- Prompt:
What the answer must hold is the line containing "point(81, 255)" and all lines after it through the end of the listing, copied exactly, with pictures left out.

- Information supplied:
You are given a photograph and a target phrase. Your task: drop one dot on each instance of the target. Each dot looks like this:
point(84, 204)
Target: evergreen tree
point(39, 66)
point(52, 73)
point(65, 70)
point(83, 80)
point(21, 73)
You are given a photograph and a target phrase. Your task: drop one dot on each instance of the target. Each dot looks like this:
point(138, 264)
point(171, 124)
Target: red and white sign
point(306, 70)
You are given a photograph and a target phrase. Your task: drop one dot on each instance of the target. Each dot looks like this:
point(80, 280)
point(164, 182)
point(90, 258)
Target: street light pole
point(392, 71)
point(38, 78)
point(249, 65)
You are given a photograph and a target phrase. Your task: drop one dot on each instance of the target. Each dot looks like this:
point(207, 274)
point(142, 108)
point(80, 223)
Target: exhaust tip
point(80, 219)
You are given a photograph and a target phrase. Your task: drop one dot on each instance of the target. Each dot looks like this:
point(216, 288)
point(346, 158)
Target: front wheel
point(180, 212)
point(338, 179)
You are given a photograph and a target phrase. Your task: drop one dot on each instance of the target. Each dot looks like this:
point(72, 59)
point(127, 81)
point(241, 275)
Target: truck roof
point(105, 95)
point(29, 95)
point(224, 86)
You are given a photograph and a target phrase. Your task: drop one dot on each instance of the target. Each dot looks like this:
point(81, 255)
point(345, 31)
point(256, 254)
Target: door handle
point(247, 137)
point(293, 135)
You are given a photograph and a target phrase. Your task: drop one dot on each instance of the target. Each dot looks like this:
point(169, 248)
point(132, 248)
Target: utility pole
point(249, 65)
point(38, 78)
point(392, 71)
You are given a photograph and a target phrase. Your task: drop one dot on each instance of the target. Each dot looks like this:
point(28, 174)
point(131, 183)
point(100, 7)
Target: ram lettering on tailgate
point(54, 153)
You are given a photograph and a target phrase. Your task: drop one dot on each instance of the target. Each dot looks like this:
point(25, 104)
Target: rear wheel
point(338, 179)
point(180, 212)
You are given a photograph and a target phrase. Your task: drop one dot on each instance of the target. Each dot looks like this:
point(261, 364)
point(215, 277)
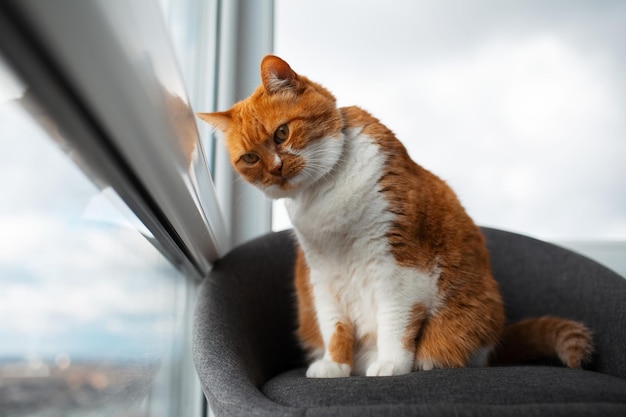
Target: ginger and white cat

- Reply:
point(81, 255)
point(345, 31)
point(256, 254)
Target: door handle
point(247, 137)
point(293, 135)
You are given a photograph and a target phrase. Your task: drop one dot on each instance of the target. Each dot looks like this:
point(169, 248)
point(132, 248)
Target: utility pole
point(249, 65)
point(38, 78)
point(392, 71)
You are given a photograph and a target phrase. Your task: drop one dot on each instance of the target. Each dot looks like this:
point(28, 174)
point(131, 183)
point(100, 7)
Target: ram lettering on tailgate
point(54, 153)
You are given a photograph and a target phrase. Your task: drop one dot on each instance of the target. Each dot looks like this:
point(25, 104)
Target: rear wheel
point(338, 179)
point(180, 212)
You are given a photograph and a target phrase. Your task: drop one dot on each instance of the target. Each dot looks like this:
point(261, 364)
point(215, 277)
Target: ginger and white cat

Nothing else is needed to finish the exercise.